Give back the listing below word for word, keeping every line unchanged and in its original order.

* BEGIN DATASET EXCERPTS *

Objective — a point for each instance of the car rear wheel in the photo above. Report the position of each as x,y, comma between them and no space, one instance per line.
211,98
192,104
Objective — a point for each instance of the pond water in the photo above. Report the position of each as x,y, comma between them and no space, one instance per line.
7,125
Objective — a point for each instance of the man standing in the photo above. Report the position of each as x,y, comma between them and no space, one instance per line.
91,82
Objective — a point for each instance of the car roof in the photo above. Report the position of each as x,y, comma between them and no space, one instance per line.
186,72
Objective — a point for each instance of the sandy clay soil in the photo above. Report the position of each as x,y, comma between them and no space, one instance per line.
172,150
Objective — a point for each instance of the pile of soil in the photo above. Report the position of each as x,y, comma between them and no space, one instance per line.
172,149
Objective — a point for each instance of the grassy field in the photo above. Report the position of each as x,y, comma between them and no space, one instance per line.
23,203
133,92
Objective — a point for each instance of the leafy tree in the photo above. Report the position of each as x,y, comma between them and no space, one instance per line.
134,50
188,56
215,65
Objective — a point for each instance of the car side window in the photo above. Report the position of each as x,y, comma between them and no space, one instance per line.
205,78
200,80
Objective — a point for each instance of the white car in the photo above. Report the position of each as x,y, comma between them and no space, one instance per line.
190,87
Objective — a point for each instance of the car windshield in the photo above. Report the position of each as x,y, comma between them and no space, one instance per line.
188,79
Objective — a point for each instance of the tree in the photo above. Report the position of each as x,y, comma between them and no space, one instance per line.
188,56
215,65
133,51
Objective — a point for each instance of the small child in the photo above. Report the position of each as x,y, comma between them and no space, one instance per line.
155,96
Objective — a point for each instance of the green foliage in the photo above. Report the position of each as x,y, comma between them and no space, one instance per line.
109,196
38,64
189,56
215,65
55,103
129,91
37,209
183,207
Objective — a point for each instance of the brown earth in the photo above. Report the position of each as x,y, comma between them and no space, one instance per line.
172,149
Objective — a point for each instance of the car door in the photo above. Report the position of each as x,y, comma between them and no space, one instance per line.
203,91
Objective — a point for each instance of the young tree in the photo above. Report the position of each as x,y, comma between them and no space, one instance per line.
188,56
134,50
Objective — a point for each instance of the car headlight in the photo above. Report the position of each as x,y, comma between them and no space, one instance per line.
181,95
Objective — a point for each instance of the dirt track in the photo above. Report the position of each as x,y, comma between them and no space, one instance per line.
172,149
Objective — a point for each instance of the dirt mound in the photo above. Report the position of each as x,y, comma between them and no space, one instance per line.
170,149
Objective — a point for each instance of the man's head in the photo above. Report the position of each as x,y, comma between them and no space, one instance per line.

* END DATASET EXCERPTS *

▸ **RESULT OF THE EXERCISE**
Objective — a point for each instance of the car rear wheel in the photo above. Report the position of each as x,y, comma between them and no space, one instance per line.
211,98
192,104
Objective — a point for each instance of the pond water in the photo above. Report the position of each as x,y, comma between them and no space, one instance per line.
7,125
Objective — a point for each instance of the man standing in the photo above. Report the position of each as x,y, comma between them and no space, one instance per line.
91,82
Objective — a point for each instance of the car roof in the photo above. Report the position of each as x,y, comma between them and no space, one instance per line.
186,72
Objective — a point for each instance of the sandy clay soil in the photo above. Report the position of each as x,y, comma between them and no space, one instance per line.
172,150
Objective — a point for each instance of the pile of soil in the photo above. Report the position of each as x,y, comma between them and no space, one instance per line.
172,149
Objective — a point for each instance of the grassy field in the photo above. Report the position of each as x,y, comma between them and no space, one instance per line.
23,203
133,92
Objective — a point for each instance of the leafy tree in the photo above. Report the position of each as x,y, comma between them and no space, one instance per line.
134,50
188,56
215,65
Objective — a point for each instance of the car side window in the photo above. Report the position of each as x,y, comma between them and no space, one instance per line.
205,78
200,80
Objective — a point for each instance of the white car in the photo above. Report the position of each as x,y, comma between them and no space, one instance per line.
190,87
Objective — a point for each instance of the car windshield in the photo above. Report the position of each as x,y, comma between them and no space, one instance per line.
188,79
Objective — a point for each instance of the tree in the photo above. Report the position of each as x,y, comma between them and no space, one instance per line.
188,56
215,65
133,51
Objective — a point for each instance of the small child in the photo above. Report the position of each as x,y, comma between them and no space, one instance per line.
155,96
Objective — a point for each instance of the green foliage in the photo above. Report the position of each as x,y, comma between them and no space, one instance per line.
109,196
38,64
189,56
215,65
55,103
129,91
37,209
183,207
Objective — a point for each instance of the brown earth in the photo above. Report the position of each as x,y, comma between them and no space, one instance per line.
172,149
Objective — a point for each instance of the car door in the photo above. Report the position of each as x,y, comma between them and no space, one instance per line.
203,91
Objective — a point for each instance of the young tree in the photo above. Report the position of each as x,y, comma between them and no space, one instance per line.
188,56
134,50
Objective — a point for each instance of the car headlight in the photo above. Report the position of each as x,y, comma between them and no space, one instance per line.
181,95
Objective — a point for each instance of the dirt track in the photo above. Report the position of each as x,y, comma between them and no space, one instance per line.
172,149
Objective — a point for each instance of the dirt mound in the photo above. Report the position of each as x,y, comma between them and no space, one instance per line.
170,149
Objective — a point for each instance of the man's head in the photo above. Report the position of each as x,y, comma between them and no space, one instance per line.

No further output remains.